> _TEXT PROVIDED_
THE MIRACULOUS CLOUD OF DECISION

by Rev. Fr. Theodore Ziton

 

The king, prophet, and psalmist David taught through his writings that “the Heavens declare the glory of God; and the firmament proclaims His handiwork.” (Ps. 19:1.)

As rich and as great and as beautiful as this earth and the universe about us are, yet they are only one small glimpse of the Kingdom which our heavenly Father gave us in order to instruct us about His glory and about His providence. Through the created God becomes evident to us — in His justice, in His truth, and in His decisions which are for the good of us all.

Nature is oriented in a specific direction. She reveals an ordered response to the Almighty Creator, as the flower orients itself toward the sun for nourishment. In our lives Jesus is the director, the secret cause, and end of all evolution, like the compass needle or vector, as scientists would say, of natural phenomena.

God has impressed the transitoriness of all earthly things upon the clouds, that every eye may see it. He gave them beauty and made them a blessing, that they may the better represent the things which charm for a time and are a disappointment in the end. When we are tempted to set our hearts on earthly things, we should look up to the changing clouds and see how our treasures will soon pass away. God clothed the clouds of the morning and the evening with a passing beauty, that He may awaken in our hearts a longing for the land where the glory of His presence shall he an everlasting light.

One of the most impressive sights beheld and witnessed by us who composed the special ten-man delegation to the meetings of the Holy Synod of the Patriarchate of Antioch from the end of July to August 5, 1966, was at the Monastery of St. Elias Showaya, Dhour el Shweir, Lebanon.

> _TASK INSTRUCTIONS_
1) Write out everything in the essay on the miraculous cloud from "Nature is oriented" down to "of natural phenomena.".
2) In the essay on the miraculous cloud, how many members were in the delegation to the meetings of the Holy Synod of the Patriarchate of Antioch?

> _RECORD SET_
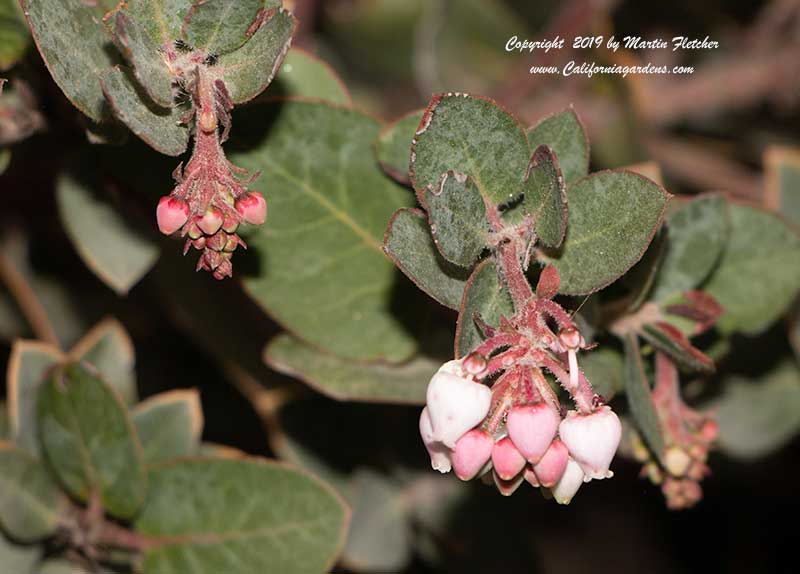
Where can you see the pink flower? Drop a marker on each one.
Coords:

--

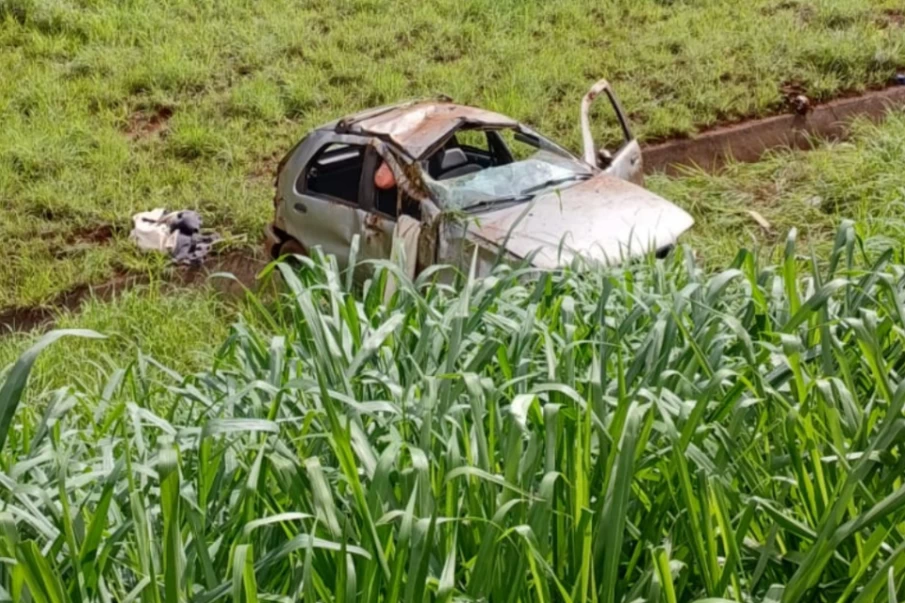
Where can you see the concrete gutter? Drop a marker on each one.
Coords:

> _IN RESPONSE_
1)
Nature is oriented in a specific direction. She reveals an ordered response to the Almighty Creator, as the flower orients itself toward the sun for nourishment. In our lives Jesus is the director, the secret cause, and end of all evolution, like the compass needle or vector, as scientists would say, of natural phenomena.

2) Ten.